======== Record extracts

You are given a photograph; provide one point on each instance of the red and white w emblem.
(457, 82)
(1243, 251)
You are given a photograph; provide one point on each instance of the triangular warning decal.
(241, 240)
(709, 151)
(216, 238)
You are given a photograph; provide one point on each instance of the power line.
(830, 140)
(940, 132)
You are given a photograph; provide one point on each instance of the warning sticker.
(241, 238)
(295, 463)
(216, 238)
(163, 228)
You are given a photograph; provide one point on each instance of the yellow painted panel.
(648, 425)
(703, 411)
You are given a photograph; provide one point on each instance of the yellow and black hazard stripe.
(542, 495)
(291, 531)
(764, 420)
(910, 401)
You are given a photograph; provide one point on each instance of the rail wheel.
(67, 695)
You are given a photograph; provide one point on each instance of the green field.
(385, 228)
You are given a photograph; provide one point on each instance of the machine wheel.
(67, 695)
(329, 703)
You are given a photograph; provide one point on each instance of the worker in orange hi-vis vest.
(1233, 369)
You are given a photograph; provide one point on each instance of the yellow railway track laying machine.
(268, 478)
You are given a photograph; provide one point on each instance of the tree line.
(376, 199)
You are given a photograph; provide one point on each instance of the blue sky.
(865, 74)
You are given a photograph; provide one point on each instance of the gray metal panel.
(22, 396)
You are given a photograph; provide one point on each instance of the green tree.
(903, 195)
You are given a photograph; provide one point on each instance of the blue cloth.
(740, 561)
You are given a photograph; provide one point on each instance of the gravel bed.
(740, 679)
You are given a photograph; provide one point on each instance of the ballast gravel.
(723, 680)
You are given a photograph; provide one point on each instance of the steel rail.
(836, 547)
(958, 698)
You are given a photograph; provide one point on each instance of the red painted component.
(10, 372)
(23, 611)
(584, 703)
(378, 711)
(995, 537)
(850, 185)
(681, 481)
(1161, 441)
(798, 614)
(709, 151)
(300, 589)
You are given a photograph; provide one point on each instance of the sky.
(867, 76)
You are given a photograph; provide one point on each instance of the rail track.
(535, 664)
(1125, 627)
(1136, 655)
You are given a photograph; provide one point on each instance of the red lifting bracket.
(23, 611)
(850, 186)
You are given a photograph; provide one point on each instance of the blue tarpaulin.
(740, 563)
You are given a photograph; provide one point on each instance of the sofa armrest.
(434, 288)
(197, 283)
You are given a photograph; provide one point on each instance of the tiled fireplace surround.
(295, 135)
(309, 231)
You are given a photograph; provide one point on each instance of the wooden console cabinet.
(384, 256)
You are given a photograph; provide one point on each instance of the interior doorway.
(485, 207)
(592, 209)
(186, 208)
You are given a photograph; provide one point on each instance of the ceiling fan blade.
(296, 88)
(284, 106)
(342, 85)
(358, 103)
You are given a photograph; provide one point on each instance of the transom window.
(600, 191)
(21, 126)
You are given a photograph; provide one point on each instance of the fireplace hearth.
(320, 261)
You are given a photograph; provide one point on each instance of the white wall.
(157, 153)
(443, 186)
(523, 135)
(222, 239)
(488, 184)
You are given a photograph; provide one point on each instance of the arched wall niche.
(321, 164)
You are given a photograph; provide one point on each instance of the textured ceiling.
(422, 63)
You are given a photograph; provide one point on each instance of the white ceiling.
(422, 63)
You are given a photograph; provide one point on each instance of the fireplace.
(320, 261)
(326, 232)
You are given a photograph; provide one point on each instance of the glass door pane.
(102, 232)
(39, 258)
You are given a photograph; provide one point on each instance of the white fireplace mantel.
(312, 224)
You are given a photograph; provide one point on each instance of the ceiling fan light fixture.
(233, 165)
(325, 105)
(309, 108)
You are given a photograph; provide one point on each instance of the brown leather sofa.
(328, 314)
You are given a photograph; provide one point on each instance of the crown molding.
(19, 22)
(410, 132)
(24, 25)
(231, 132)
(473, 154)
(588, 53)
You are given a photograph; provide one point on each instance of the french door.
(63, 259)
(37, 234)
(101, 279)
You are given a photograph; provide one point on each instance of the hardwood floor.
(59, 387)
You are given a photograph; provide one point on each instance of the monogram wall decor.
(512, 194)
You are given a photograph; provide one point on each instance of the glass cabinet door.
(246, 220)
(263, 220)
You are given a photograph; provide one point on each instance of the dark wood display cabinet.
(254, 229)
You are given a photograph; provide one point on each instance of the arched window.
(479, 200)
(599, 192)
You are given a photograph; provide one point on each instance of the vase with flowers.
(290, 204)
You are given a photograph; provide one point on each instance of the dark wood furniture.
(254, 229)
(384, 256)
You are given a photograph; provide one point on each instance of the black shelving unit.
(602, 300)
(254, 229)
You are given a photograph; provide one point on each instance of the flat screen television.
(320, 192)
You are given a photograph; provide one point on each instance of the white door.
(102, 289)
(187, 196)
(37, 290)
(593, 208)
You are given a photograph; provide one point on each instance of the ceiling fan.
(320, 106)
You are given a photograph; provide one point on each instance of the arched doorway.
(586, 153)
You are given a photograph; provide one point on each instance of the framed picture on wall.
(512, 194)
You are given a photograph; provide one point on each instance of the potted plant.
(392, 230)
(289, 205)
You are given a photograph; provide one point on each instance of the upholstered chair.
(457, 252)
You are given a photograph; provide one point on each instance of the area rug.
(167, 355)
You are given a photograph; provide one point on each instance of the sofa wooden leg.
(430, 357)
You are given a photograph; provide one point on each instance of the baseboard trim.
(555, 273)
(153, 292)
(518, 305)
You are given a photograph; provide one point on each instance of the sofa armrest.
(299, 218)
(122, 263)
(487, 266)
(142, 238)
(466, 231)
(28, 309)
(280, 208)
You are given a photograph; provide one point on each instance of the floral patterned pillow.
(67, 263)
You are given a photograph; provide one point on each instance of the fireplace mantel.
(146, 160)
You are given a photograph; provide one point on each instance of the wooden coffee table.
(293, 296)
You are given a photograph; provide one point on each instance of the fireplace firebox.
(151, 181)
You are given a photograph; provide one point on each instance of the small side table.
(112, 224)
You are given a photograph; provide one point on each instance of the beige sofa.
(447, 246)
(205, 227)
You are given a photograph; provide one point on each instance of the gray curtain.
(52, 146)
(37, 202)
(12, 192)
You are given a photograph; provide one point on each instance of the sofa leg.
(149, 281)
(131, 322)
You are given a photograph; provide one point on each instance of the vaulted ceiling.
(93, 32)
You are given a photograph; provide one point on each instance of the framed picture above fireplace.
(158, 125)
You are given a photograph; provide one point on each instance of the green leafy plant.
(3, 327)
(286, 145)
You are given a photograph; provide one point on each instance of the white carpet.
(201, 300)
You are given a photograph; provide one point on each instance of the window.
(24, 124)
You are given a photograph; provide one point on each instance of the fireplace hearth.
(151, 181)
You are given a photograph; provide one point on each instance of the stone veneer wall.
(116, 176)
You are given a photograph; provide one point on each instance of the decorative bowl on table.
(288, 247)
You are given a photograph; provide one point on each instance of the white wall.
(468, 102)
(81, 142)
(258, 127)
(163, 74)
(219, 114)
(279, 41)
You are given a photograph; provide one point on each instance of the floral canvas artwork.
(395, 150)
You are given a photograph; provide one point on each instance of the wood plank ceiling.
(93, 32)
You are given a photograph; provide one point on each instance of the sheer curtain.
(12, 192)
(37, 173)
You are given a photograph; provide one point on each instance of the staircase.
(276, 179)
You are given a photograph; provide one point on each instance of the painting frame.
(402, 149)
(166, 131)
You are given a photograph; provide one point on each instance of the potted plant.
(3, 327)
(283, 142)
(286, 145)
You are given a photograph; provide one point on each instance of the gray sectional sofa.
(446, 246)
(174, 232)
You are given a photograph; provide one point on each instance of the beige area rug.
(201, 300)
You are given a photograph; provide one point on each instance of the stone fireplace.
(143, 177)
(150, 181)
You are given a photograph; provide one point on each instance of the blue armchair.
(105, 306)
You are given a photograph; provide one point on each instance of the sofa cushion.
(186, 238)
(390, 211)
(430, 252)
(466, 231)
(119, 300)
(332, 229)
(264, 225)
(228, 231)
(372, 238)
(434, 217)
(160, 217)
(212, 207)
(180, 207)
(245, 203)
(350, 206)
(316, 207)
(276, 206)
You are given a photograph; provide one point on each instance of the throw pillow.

================

[Your goal]: Find "beige area rug." in the data above, then repeat that line and all lines after it exactly, ending with the final line.

[Written reply]:
You are given a photograph; provide one point on each instance of the beige area rug.
(201, 300)
You are given a photograph; provide one point on each instance of the stone fireplace.
(143, 177)
(150, 181)
You are given a photograph; provide one point on each instance of the blue armchair.
(105, 306)
You are given a photograph; provide one point on each instance of the sofa cushion.
(186, 238)
(390, 211)
(430, 252)
(466, 231)
(119, 300)
(332, 229)
(264, 225)
(228, 231)
(372, 238)
(434, 217)
(160, 217)
(212, 207)
(180, 207)
(245, 203)
(350, 206)
(316, 207)
(276, 206)
You are given a photograph; provide one point on each instance of the throw pillow.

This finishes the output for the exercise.